- Stored data
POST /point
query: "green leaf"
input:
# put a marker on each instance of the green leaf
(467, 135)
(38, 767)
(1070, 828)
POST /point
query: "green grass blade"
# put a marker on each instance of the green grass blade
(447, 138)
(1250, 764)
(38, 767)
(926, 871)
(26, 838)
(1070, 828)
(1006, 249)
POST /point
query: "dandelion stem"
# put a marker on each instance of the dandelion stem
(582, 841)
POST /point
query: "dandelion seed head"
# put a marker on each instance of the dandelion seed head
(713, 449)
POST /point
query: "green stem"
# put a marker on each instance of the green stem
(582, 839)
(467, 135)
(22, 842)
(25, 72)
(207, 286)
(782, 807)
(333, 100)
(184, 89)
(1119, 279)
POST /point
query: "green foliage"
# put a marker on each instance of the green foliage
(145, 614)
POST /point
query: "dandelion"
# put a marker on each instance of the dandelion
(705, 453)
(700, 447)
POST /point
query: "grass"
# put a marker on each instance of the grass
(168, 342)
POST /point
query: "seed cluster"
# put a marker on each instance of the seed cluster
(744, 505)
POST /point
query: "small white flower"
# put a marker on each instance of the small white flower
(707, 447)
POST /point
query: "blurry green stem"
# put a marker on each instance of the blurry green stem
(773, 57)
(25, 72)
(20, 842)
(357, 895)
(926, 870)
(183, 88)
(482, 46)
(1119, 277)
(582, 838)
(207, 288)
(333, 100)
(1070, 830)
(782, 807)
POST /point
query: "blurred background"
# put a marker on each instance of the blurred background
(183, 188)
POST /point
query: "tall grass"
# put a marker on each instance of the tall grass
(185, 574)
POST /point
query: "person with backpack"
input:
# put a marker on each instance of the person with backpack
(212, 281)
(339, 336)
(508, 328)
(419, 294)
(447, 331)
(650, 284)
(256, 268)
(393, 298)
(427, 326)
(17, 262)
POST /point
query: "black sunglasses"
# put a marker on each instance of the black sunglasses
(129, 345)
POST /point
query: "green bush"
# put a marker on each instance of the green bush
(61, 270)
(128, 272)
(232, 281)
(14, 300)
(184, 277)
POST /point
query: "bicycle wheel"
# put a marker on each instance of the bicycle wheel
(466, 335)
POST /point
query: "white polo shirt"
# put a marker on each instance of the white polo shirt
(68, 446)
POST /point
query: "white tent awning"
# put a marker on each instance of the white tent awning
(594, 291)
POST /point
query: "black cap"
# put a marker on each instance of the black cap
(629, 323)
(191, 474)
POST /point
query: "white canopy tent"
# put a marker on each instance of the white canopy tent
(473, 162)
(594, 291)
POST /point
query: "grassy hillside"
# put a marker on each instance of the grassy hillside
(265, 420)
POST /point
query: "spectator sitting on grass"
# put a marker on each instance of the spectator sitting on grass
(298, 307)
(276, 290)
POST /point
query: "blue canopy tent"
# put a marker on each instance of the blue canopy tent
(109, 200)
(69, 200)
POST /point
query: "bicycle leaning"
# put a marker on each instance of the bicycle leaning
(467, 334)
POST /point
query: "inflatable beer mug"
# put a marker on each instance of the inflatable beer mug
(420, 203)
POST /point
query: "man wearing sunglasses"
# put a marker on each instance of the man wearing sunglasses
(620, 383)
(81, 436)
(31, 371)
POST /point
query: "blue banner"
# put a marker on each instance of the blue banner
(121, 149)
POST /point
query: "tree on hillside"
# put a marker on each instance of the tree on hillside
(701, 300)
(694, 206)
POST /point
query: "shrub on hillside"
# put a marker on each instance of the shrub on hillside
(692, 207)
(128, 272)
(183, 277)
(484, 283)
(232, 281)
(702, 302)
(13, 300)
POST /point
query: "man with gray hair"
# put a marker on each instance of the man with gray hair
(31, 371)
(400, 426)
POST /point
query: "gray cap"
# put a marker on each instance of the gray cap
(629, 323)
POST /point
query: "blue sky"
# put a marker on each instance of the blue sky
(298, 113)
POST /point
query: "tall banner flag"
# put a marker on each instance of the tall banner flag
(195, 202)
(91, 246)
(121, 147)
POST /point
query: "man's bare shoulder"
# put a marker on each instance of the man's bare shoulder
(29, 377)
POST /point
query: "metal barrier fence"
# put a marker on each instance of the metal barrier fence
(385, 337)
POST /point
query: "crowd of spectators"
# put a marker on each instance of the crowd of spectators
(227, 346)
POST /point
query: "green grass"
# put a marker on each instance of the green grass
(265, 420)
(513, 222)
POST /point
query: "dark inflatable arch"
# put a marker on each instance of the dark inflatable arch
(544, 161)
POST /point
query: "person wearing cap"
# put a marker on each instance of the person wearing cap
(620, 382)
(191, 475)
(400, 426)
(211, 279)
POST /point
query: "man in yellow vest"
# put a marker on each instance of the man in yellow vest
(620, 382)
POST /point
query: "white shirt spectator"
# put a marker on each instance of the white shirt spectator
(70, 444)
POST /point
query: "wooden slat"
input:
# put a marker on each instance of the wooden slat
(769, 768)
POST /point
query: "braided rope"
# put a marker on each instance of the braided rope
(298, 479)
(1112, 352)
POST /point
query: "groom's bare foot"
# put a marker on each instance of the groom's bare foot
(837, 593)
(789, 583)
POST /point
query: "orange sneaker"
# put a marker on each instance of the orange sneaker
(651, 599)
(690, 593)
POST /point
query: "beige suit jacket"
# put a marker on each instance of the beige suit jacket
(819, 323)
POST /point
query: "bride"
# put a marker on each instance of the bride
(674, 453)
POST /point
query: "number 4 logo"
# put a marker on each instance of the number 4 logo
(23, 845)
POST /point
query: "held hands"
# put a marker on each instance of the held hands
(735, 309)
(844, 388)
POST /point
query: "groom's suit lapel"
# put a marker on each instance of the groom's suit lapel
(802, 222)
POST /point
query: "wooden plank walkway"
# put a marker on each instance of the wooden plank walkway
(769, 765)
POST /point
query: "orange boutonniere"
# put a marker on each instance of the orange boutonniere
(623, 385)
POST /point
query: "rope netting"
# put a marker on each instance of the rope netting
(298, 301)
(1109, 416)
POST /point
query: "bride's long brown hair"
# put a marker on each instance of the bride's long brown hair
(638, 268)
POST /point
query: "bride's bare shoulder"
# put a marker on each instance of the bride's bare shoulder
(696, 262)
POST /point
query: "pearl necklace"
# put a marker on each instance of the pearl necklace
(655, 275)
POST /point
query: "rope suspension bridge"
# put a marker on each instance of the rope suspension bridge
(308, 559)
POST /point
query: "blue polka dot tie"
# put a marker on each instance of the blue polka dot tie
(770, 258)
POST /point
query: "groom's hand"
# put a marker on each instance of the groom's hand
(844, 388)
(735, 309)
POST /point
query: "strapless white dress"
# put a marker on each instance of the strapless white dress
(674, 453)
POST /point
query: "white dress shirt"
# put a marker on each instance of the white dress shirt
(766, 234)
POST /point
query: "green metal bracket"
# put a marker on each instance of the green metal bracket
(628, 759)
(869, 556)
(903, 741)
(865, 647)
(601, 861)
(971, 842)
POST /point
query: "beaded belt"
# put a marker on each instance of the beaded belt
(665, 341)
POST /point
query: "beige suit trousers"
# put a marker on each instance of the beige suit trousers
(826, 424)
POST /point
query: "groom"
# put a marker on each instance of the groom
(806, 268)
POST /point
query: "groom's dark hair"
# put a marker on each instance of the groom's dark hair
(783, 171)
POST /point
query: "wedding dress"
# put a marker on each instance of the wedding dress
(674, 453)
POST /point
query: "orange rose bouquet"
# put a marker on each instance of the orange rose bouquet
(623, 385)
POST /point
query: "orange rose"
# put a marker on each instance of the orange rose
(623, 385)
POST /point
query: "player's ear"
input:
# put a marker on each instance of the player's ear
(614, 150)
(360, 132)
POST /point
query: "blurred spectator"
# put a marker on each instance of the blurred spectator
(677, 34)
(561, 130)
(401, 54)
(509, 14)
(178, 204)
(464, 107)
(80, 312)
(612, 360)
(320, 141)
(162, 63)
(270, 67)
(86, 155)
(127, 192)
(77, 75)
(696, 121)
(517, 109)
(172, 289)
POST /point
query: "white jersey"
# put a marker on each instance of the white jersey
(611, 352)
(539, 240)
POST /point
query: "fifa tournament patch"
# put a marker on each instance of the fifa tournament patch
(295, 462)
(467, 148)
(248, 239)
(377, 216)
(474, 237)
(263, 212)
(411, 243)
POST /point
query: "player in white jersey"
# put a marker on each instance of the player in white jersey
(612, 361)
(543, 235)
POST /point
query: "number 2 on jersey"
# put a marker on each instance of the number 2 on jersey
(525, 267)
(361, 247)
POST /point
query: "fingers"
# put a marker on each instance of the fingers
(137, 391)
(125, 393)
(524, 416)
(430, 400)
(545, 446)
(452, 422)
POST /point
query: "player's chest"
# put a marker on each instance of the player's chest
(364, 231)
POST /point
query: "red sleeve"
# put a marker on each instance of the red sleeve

- To be done
Extract every line of the records that contains the word "blade", matching case exactly.

- Answer
query: "green grass blade"
# put a marker on each instance of the green grass blade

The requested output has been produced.